_Source:_
---+---
We collect data under two different sets of conditions, mimicking the scenario that our system would need to face in a real deployment. The machine is deployed in a service hall and we record images of the boom in different configurations. We do so first with the hall lights on, creating a source domain data set with good lightning conditions (Figure 1C). Next, we repeat the data acquisition but with the hall lights switched off and the on-vehicle headlights turned on, creating a second target domain data set (Figure 1D). This setup is meant to mimic the real deployment conditions of our system, wherein it is not possible to collect data from all target domains likely to occur in the field.

Overall, our data set consists of 20,066 annotated images from the source domain, and 6,693 corresponding images in the target domain. In both cases the range of motions of the booms observed in the two data sets are similar. We partition the data sets in a 60/20/20 split for training, validation and testing. We apply the augmentation procedure g_aug only to the source domain data. In our experiments, g_aug involves adding a randomly weighted Gaussian noise to each pixel, randomly decreasing the brightness of the full image with up to 40%, and randomly adding simulated specular reflections. The last step is meant to replicate the oversaturated reflections of the vehicle headlights in the target domain and is implemented by superimposing random white circles of varying radius and with edges smoothed by a Gaussian filter (example shown in Figure 1E).

3.2 Training details

We use TensorFlow’s estimator API for implementing our network architecture. The joint regression loss L_js is calculated for each batch with size n_batch = 8 as described in Section 2.2. For calculating the triplet loss L_triplet we use batches of n_batch = 8 image triplets I, I_pos and I_neg. The triplet loss metaparameter m in equation 3 is set to 0.05. We combine the two losses using equation 4, with w set to 0.1. Finally, the metaparameter α used in mining of negatives (see Section 2.4) is set to 0.25.
---+---
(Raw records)
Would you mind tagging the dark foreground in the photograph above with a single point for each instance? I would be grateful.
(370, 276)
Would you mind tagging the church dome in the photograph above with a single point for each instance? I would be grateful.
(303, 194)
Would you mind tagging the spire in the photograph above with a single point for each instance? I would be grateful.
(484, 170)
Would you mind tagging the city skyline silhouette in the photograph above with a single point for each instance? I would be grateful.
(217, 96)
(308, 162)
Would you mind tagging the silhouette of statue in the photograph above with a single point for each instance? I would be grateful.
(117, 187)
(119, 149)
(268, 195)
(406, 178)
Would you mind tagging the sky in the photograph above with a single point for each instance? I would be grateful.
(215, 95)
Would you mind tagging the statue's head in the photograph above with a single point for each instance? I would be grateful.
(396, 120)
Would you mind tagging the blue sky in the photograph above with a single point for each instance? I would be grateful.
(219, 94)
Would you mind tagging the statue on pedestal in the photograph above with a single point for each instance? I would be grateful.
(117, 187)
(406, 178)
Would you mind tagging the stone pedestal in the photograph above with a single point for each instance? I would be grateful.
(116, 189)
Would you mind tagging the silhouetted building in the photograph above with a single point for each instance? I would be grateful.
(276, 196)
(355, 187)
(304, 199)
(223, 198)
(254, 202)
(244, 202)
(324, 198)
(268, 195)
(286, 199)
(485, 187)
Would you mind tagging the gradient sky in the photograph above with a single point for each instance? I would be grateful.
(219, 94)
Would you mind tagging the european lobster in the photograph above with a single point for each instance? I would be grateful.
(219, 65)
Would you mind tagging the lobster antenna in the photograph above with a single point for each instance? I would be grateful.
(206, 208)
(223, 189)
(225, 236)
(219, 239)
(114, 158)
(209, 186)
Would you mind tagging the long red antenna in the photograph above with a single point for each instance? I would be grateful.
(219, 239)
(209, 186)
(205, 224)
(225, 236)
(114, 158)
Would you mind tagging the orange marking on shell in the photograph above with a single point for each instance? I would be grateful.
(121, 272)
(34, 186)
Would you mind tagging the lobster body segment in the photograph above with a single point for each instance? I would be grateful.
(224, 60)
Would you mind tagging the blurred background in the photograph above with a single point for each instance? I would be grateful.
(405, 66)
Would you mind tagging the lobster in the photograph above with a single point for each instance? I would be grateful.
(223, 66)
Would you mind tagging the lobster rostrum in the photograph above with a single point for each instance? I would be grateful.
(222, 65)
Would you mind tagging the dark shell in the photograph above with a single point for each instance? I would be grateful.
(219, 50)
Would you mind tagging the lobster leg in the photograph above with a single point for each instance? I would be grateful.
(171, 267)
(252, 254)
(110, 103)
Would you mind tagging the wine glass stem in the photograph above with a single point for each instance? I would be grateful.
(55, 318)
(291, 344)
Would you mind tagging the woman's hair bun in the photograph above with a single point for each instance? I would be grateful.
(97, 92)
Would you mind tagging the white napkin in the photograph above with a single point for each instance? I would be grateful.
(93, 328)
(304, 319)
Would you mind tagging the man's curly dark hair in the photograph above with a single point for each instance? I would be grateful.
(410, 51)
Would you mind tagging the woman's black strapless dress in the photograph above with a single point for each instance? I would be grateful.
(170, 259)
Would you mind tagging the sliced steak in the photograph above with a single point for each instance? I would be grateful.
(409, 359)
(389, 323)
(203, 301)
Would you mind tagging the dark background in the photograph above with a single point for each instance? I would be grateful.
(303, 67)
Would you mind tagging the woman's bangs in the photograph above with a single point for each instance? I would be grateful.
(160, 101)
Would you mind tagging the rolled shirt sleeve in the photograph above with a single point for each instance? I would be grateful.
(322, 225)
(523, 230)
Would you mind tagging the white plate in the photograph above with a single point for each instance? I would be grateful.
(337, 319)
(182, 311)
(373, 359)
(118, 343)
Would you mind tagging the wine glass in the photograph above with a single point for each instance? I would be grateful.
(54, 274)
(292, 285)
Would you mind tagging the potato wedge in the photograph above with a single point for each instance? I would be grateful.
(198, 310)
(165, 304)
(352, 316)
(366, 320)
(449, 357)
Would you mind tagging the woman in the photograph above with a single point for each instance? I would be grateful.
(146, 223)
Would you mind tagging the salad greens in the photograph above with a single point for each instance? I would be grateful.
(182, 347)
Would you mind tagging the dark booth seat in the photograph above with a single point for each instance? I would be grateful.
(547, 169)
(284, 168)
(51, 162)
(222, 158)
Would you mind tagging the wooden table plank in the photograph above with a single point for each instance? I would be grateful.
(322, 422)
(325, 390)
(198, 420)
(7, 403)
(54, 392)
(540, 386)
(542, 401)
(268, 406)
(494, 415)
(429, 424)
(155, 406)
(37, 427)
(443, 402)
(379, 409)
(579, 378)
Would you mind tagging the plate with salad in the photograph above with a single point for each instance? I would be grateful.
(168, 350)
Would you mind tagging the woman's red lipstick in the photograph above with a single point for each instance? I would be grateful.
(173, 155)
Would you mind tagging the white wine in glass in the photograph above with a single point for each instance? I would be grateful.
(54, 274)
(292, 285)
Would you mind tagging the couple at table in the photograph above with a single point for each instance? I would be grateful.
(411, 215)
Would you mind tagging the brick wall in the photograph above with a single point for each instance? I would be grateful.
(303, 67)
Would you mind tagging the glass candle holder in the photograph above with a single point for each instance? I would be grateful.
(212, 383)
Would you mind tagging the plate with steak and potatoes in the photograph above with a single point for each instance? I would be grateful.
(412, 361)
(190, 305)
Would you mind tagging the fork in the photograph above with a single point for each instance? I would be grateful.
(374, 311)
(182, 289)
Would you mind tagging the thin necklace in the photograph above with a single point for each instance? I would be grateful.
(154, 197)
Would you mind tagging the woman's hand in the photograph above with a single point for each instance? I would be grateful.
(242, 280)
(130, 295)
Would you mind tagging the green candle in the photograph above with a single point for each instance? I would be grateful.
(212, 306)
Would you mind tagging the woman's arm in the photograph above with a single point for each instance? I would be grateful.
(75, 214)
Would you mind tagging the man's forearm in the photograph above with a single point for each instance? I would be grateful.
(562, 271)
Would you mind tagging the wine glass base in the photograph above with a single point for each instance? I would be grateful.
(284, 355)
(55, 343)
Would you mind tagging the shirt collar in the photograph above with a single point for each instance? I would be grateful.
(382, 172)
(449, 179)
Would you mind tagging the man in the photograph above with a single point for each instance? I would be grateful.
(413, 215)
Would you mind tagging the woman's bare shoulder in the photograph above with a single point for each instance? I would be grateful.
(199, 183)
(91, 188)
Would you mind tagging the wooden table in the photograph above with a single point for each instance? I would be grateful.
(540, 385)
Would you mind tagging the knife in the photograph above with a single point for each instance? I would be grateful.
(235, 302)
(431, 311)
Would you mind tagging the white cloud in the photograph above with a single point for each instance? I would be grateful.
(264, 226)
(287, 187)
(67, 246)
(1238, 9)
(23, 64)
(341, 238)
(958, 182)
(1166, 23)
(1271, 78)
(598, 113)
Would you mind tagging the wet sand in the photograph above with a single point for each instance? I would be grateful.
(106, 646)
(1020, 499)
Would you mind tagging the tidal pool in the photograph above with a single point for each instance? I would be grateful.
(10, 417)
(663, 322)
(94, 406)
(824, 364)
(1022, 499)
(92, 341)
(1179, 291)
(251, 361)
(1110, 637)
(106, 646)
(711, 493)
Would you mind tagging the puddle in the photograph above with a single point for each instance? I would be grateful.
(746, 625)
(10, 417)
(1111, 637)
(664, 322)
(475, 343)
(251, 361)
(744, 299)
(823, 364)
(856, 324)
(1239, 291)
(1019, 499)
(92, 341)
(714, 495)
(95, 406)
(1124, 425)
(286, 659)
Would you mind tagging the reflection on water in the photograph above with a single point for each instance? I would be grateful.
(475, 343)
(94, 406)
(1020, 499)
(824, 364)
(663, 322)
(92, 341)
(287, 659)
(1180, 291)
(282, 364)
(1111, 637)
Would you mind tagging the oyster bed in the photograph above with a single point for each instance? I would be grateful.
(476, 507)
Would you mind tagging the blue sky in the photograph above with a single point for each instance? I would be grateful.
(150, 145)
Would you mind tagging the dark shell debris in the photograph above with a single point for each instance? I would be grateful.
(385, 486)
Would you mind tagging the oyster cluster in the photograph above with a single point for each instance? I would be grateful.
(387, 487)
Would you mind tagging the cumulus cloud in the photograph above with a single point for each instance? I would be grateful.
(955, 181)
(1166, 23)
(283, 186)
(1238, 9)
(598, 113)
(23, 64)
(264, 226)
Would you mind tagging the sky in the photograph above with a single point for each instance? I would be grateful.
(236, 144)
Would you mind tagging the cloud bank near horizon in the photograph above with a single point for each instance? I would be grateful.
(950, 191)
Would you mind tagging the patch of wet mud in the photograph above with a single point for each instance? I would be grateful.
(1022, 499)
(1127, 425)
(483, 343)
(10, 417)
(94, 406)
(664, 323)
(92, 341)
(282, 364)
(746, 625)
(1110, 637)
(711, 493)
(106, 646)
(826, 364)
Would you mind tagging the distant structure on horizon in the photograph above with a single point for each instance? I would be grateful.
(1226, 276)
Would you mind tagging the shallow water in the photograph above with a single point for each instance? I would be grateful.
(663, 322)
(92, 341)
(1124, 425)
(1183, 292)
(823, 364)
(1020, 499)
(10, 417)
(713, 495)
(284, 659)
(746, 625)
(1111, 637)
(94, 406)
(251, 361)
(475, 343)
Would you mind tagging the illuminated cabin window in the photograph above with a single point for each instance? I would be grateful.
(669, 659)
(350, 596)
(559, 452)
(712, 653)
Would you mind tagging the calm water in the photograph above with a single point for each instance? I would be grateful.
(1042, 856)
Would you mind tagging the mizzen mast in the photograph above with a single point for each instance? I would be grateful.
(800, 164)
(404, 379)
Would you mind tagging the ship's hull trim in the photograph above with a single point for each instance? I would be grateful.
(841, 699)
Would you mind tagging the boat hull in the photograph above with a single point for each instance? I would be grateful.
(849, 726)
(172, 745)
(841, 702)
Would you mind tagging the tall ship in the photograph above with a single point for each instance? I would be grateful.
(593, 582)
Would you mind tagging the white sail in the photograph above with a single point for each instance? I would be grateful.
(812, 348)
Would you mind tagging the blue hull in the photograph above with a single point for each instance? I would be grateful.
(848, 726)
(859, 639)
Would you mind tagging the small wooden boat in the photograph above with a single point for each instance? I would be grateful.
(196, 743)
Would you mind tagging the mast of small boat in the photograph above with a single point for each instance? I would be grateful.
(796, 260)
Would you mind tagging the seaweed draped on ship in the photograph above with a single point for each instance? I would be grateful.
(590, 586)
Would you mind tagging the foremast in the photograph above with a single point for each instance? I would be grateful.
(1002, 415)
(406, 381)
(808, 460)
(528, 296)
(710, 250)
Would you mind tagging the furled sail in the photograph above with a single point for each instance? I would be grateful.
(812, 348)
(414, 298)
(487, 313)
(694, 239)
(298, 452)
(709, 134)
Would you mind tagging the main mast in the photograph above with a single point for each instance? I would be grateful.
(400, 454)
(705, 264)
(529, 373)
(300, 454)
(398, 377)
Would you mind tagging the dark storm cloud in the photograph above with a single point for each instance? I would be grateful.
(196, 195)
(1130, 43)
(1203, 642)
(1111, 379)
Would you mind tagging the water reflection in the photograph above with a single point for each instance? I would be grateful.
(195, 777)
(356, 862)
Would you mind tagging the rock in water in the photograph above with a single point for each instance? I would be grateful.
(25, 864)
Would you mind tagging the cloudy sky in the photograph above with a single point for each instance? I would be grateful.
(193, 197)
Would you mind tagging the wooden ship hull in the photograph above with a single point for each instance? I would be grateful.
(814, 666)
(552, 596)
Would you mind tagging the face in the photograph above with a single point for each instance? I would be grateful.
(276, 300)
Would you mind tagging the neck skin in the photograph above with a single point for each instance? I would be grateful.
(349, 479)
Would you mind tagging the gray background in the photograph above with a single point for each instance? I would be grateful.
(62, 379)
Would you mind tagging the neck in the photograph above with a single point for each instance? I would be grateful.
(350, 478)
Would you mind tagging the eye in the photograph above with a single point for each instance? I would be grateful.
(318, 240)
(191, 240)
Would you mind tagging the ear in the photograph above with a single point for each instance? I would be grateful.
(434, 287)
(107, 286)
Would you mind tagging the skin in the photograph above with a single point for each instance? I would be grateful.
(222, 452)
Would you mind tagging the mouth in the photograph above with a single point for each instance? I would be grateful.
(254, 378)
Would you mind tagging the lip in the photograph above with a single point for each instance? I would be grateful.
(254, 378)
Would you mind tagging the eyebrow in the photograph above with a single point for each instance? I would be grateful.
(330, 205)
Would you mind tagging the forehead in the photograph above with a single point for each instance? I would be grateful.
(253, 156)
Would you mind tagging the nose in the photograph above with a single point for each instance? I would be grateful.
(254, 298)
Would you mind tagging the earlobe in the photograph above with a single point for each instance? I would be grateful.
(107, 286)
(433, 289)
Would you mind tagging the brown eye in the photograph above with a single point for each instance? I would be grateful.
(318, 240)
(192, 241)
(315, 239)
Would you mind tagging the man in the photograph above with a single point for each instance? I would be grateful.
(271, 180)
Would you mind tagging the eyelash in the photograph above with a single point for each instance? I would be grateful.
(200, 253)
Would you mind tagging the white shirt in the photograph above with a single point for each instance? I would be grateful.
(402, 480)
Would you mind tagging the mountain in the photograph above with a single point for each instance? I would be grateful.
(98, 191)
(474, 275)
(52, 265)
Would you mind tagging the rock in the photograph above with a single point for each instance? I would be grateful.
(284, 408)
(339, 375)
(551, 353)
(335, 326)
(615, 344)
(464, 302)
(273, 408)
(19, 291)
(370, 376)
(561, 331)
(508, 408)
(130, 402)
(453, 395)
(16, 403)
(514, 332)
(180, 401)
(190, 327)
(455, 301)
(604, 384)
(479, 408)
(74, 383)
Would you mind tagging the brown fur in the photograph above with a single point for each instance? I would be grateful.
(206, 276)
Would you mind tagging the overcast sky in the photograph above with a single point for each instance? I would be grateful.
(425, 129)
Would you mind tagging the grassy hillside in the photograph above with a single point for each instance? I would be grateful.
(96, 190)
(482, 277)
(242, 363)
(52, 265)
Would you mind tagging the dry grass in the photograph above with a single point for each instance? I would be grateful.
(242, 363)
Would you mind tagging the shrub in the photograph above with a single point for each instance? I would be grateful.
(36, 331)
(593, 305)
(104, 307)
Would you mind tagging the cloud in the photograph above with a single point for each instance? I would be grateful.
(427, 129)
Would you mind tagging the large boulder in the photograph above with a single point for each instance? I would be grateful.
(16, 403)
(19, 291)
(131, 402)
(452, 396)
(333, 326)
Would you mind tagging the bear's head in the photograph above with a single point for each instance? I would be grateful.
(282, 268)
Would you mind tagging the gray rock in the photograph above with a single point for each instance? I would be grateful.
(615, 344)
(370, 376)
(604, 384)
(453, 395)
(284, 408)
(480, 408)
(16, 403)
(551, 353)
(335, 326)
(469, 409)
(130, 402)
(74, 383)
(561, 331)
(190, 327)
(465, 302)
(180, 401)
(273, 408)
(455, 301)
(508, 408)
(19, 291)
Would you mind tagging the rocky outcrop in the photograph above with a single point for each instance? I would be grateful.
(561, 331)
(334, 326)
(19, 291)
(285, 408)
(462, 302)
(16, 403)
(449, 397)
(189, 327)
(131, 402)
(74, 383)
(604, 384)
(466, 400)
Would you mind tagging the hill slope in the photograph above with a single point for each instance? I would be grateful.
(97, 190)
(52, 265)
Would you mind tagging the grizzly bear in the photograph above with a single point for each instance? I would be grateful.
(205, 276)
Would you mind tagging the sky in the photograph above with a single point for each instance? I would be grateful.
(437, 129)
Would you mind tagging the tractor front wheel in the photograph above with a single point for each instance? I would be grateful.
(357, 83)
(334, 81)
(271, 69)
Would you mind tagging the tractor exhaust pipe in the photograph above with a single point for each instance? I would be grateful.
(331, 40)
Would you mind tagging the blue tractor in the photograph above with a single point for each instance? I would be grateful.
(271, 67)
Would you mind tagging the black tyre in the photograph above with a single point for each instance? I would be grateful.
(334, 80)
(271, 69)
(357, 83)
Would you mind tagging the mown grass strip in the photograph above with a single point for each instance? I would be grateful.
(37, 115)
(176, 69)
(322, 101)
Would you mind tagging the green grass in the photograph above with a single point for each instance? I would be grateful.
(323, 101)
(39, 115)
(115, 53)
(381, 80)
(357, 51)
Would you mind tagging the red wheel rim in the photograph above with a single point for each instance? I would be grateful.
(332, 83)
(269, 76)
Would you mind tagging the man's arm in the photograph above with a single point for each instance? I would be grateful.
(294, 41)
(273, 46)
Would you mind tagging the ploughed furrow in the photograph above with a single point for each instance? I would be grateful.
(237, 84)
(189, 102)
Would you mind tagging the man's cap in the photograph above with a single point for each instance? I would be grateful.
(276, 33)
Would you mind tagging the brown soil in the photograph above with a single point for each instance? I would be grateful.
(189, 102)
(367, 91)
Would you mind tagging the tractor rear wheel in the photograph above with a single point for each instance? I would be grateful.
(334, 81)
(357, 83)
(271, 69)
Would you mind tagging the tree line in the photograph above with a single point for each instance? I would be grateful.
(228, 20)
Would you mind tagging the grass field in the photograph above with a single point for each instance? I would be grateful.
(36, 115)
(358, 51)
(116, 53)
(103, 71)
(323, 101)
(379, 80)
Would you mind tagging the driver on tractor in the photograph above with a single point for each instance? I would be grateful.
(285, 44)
---+---
_To-do list:_
• a. According to the data set description, how many annotated images come from the source domain?
• b. List each parameter that the data set description assigns a numeric value in its training details, along with that value.
• c. Extract the part of the data set description from "We collect data" up to and including "in the field.".

_Answers for this exercise:_
• a. 20,066

• b.
- Batch size n_batch: 8
- Triplet loss metaparameter m: 0.05
- Loss-combination weight w: 0.1
- Negative-mining metaparameter α: 0.25

• c.
We collect data under two different sets of conditions, mimicking the scenario that our system would need to face in a real deployment. The machine is deployed in a service hall and we record images of the boom in different configurations. We do so first with the hall lights on, creating a source domain data set with good lightning conditions (Figure 1C). Next, we repeat the data acquisition but with the hall lights switched off and the on-vehicle headlights turned on, creating a second target domain data set (Figure 1D). This setup is meant to mimic the real deployment conditions of our system, wherein it is not possible to collect data from all target domains likely to occur in the field.